▸ **Supplied material**:
......

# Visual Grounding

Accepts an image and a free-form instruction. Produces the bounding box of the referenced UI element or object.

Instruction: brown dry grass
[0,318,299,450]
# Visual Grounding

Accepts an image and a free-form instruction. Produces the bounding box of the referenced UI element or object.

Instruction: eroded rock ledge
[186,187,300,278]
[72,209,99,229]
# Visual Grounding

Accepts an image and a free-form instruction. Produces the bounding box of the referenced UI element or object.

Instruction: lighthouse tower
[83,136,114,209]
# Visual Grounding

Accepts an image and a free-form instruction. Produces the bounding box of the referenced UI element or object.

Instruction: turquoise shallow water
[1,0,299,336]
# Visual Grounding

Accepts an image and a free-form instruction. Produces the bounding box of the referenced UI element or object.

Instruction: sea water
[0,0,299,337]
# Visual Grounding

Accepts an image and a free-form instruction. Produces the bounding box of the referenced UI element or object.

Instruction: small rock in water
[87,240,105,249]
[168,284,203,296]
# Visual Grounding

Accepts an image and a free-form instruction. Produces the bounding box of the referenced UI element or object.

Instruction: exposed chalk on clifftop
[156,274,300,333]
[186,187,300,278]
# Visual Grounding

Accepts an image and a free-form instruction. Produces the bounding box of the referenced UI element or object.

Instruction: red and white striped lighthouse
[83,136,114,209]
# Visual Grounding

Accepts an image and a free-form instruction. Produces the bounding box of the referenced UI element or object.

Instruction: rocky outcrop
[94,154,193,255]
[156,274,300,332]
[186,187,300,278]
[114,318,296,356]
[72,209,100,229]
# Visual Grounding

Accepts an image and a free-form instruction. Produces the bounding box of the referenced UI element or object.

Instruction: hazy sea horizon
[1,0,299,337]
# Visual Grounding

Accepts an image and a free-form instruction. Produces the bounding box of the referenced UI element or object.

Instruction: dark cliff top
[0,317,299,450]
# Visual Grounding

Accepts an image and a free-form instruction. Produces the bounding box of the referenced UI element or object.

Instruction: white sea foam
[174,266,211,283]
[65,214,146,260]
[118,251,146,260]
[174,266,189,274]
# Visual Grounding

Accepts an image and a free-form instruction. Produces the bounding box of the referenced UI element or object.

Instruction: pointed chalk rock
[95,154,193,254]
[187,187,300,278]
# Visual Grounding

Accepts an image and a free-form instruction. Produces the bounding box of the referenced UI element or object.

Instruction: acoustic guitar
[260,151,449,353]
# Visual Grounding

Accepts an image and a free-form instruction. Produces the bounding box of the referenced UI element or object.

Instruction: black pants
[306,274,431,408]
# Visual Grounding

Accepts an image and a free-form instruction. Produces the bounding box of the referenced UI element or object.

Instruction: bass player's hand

......

▸ **Task statement**:
Your task is to retype the data exactly, with no line missing.

▸ **Written reply**:
# Visual Grounding

Accepts an image and a free-form instruction. Produces the bounding box of the referenced UI element or object.

Instruction: brown dry grass
[0,318,299,450]
# Visual Grounding

Accepts an image and a free-form instruction. Produces the bounding box of the referenced UI element or object.

Instruction: eroded rock ledge
[186,187,300,278]
[72,209,99,229]
# Visual Grounding

Accepts an image and a free-form instruction. Produces the bounding box of the referenced UI element or object.

Instruction: lighthouse tower
[83,136,114,209]
# Visual Grounding

Accepts an image and a free-form instruction. Produces the bounding box of the referenced UI element or object.

Instruction: turquoise shallow water
[1,0,299,336]
# Visual Grounding

Accepts an image and a free-form instruction. Produces the bounding box of the referenced UI element or object.

Instruction: sea water
[0,0,299,337]
# Visual Grounding

Accepts an image and a free-form instruction. Produces the bounding box of the referenced UI element or object.

Instruction: small rock in water
[87,240,105,249]
[168,284,203,296]
# Visual Grounding

Accepts an image and a free-form instruction. Produces the bounding box of the referenced UI element or object.

Instruction: exposed chalk on clifftop
[156,274,300,333]
[186,187,300,278]
# Visual Grounding

Accepts an image and a free-form instruction. Produces the bounding box of the referenced UI element or object.

Instruction: red and white striped lighthouse
[83,136,114,209]
# Visual Grounding

Accepts an image and a free-form instruction. Produces the bounding box of the referenced UI element or object.

Instruction: rocky outcrop
[94,154,193,255]
[156,274,300,332]
[186,187,300,278]
[114,318,296,356]
[72,209,100,229]
# Visual Grounding

Accepts an image and a free-form instruction. Produces the bounding box of the referenced UI element or object.

Instruction: hazy sea horizon
[1,0,299,337]
# Visual Grounding

Accepts an image and a free-form instruction. Produces the bounding box of the referenced UI element or object.

Instruction: dark cliff top
[0,317,299,450]
# Visual Grounding

Accepts an image and a free-form instruction. Produces the bounding box of the referenced UI element or object.

Instruction: white sea foam
[174,266,211,283]
[65,214,146,260]
[118,251,146,260]
[174,266,189,274]
# Visual Grounding

Accepts an image and a free-form instruction. Produces the bounding box of the referenced UI element or object.

Instruction: pointed chalk rock
[95,154,193,254]
[187,187,300,278]
# Visual Grounding

Accepts an image and a free-form instruction. Produces the bounding box of the referenced UI element or object.

Instruction: acoustic guitar
[260,151,449,353]
# Visual Grounding

Accepts an image and a free-form instruction. Produces the bounding box of the referenced UI element or object.

Instruction: black pants
[306,274,431,408]
# Visual Grounding

Accepts an image and a free-form instruction. Produces the bounding box of the referenced UI element or object.

Instruction: bass player's hand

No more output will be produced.